▶ EXTRACTED TEXT:
START

Manchester United’s 29-match Premier League unbeaten run came to an abrupt end in the limpest fashion at Molineux, losing to Wolverhampton Wanderers with uncharacteristic timidity. Sir Alex Ferguson’s men, one up within three minutes, conspired to lose against relegation bound Wolves as United once against suffered away from home. It is the pattern of a campaign.
Yet, there was a certain sense of inevitability about the loss, as United huffed with so little force during a laboured second half. After all, the warning signs have been flagged all season. Three victories away from Old Trafford had come with late and – frankly – unlikely goals.
Not so against Mick McCarthey’s battling Midlanders as United failed to take advantage of Arsenal’s draw with Newcastle earlier in the day. In truth, despite dominating possession in the second half, United looked unlikely scorers.
Ferguson’s men must now regroup ahead of the Manchester derby next weekend, safe in the knowledge that further defeat, this time against direct title rivals, could prove cataclysmic for the side’s ambitions this season.
“It was an opportunity,” Ferguson told MUTV, with uncanny honesty.
“I said before the game, I do think Wolves are in a false position. But we had a great start. We made a lot of chances, particularly in the first half.
“Then in the second we were not at the races. Their keeper did not have many saves to make. The pitch was not very good but we didn’t make anything.”
Perhaps Rio Ferdinand’s injury in the warm-up was a forebare of the game to come. The 32-year-old defender pulled out of the match at the last possible moment, with Chris Smalling unable to take part because he had not yet completed the warm-up himself. Ferdinand will miss the next fortnight with a calf injury.
“It was a blow,” said Ferguson, “because the experience Rio has got is always vital in games like that.”
Indeed, the insecure nature of United’s defence told inside 10 minutes when George Elokobi head home Matt Jarvis’ inventive short corner routine for Wolves’ equaliser. It was some sense of revenge for the Cameroonian who was completely flummoxed by Nani as the Portuguese scored, quite superbly, within three minutes of the start.
If the early United goal portended a fourth away Premier League victory of the season, it proved an entirely false dawn. And a hugely underwhelming one at that.
Yet, United could have added a second within minutes of taking the lead. Wayne Rooney shot straight at Wolves’s ‘keeper Wayne Hennessey after Dimitar Berbatov found the England striker in space, before the Bulgarian again found the opposition stopper after some brilliant footwork inside the box.

END

▶ WRITTEN TASK: Continue the match report on Manchester United's defeat at Wolves from the point where it stops. The records after this point were taken from a different source.

▶ PROVIDED DATA:
START

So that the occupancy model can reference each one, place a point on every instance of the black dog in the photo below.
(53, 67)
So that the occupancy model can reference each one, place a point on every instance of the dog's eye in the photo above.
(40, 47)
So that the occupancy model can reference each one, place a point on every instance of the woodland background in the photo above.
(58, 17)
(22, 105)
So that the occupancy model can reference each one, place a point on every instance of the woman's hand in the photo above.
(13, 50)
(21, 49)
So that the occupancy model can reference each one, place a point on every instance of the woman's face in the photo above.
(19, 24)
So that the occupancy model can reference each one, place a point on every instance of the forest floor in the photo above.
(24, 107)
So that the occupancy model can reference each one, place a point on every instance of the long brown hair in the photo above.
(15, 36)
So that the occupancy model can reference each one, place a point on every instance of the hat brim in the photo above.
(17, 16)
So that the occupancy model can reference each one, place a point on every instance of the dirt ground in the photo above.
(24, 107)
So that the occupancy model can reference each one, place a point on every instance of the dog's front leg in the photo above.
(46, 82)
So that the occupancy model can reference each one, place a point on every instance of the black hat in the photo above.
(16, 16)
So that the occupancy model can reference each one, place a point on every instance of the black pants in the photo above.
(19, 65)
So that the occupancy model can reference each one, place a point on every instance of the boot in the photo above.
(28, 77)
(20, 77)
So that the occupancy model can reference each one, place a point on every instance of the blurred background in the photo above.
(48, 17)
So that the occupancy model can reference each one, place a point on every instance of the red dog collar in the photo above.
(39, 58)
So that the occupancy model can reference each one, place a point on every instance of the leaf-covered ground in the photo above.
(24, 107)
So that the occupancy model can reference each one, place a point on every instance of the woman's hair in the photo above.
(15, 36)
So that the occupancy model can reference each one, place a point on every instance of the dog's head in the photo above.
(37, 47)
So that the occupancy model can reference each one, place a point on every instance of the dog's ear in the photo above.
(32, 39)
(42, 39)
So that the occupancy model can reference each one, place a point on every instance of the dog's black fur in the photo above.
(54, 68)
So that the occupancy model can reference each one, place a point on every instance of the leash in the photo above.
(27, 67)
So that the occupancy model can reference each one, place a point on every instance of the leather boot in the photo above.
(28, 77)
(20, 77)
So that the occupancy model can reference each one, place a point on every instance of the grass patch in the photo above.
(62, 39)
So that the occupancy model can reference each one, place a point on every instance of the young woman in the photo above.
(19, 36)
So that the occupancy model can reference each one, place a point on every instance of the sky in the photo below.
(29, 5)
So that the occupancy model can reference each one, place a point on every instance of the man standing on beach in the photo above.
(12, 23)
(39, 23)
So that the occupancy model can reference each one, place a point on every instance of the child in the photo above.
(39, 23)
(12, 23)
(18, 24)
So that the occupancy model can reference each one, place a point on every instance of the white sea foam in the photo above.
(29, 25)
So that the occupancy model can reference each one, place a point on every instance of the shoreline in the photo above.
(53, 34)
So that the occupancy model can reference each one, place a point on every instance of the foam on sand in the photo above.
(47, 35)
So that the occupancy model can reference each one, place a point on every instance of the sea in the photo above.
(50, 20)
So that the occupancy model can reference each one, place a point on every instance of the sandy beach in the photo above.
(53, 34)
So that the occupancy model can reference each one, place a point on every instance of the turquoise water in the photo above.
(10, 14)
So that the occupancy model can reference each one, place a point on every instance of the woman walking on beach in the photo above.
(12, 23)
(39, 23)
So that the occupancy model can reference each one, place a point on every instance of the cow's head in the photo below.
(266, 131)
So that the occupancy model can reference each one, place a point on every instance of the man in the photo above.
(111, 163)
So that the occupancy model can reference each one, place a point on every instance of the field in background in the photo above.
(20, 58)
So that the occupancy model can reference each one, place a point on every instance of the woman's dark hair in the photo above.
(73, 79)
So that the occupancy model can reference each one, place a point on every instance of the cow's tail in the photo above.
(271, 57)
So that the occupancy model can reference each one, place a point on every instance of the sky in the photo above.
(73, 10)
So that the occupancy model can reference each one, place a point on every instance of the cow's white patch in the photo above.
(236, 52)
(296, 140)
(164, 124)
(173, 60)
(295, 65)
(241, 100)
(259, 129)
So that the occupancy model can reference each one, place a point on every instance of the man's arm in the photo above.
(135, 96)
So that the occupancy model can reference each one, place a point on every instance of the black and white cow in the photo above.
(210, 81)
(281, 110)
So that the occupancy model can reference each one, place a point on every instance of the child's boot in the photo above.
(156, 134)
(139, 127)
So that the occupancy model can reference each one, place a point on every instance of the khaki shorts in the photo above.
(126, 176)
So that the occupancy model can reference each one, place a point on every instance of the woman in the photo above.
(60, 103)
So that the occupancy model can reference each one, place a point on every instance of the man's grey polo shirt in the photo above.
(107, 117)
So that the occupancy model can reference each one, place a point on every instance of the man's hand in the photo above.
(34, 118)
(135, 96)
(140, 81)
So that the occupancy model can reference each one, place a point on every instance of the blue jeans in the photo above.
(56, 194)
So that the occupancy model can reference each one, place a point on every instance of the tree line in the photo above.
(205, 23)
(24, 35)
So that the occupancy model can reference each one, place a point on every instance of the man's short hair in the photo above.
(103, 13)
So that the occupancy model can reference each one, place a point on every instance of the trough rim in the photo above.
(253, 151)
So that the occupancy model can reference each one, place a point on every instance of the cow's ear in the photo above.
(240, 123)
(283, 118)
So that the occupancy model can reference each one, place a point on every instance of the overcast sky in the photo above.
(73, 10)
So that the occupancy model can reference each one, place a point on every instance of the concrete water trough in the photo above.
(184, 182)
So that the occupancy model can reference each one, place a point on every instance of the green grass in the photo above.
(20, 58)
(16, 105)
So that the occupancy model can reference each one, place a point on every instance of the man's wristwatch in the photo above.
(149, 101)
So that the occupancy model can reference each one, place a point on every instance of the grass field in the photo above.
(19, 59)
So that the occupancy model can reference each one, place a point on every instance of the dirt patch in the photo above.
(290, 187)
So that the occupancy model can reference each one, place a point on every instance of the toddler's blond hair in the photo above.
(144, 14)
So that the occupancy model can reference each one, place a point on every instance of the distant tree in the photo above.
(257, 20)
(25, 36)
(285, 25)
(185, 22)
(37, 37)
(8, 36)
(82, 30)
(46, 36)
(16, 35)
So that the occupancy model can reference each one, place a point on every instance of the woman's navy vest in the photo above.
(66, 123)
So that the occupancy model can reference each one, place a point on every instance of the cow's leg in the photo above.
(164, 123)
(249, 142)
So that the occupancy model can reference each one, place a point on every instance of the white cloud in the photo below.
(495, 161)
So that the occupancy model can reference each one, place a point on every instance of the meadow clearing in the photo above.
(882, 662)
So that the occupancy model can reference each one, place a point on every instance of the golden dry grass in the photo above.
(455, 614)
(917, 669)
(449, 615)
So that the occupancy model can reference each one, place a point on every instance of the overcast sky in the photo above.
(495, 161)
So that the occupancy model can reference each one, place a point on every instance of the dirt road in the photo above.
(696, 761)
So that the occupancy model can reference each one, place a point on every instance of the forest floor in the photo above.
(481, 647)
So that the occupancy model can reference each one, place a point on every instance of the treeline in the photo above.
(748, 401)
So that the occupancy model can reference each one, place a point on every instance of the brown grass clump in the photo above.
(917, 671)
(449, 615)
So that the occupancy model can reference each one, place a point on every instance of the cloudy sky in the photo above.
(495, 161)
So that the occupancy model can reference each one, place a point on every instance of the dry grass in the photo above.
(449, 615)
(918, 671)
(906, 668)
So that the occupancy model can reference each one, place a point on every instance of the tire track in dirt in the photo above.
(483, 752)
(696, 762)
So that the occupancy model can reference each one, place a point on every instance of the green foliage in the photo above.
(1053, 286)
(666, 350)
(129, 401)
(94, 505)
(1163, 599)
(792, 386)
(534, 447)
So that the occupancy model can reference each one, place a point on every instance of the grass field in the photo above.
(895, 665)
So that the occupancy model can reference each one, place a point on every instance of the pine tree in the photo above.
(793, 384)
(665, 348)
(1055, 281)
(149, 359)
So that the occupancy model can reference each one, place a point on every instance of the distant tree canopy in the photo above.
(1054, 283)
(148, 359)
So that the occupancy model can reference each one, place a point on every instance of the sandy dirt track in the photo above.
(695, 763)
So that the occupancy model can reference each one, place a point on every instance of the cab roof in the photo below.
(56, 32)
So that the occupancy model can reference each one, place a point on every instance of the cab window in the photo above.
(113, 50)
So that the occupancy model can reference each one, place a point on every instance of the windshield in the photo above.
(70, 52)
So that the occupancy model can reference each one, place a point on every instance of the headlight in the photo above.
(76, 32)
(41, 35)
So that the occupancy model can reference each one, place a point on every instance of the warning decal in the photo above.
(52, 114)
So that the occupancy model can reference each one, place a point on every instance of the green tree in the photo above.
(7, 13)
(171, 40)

END

▶ RESULT OF THIS EXERCISE:
Instead, Elokobi headed home and handed the hosts the initiative.
Not that United failed to create chances. Nani went close with a free-kick on the half-hour before on-loan midfielder Jamie O’Hara and then Nenad Milijas both went close for the hosts in a game increasing affected by the driving wind.
But the Serbian was even more influential minutes later as Wolves scored what proved the winner on the stroke of half-time. Milijas’ free-kick was headed home by striker Kevin Doyle, although Elokobi was competing with his own teammate for the glory.
That – for United – was that with the second period offering little in the way of quality in the final third, despite the introduction of Paul Scholes at half-time and Javier Hernández with 25 minutes to go.
True, O’Hara should have seen red for a crude foul on Darren Fletcher that would normally have brought a second yellow card and Elokobi’s hand-ball could have brought United a second-half penalty. But to point fingers at the referee would do little more than paper over the gaping chasms in United’s performance.
Surely, Ferguson’s outfit cannot be as poor at Old Trafford next week, when City visit for the 158th Manchester derby.
“It is a terrific game to recover from,” admitted the Scot.
“It is a massive game for us and something to look forward to. Unfortunately, we have internationals in midweek. To my mind that is crazy but we have to get on with it.
“We have plenty of players who are not involved in international games and they will all play next week.”
Freshness may indeed play a part against City; quality will be even more important. United was desperately short of it at Molineux.
There is no little coincidence in United having lost at Wolves seven years ago when Ferguson’s side was top, and the Midlanders last.
Come May 2004, United lay third behind both Arsenal and Chelsea, while Wolves finished last. For both sides a similar outcome would represent nothing short of disaster from this point.
Wolves – 451 – Hennessey; Elokobi, Berra, Stearman, Zubar; Jarvis, Henry, Milijas (Ebanks-Blake 88), O’Hara (Foley 59) Hammill (Ward 64); Doyle.
United – 442 – Van der Sar; Rafael, Evans (Smalling 65), Vidic, Evra; Nani, Carrick (Scholes 46), Fletcher, Giggs; Berbatov (Hernandez 65), Rooney.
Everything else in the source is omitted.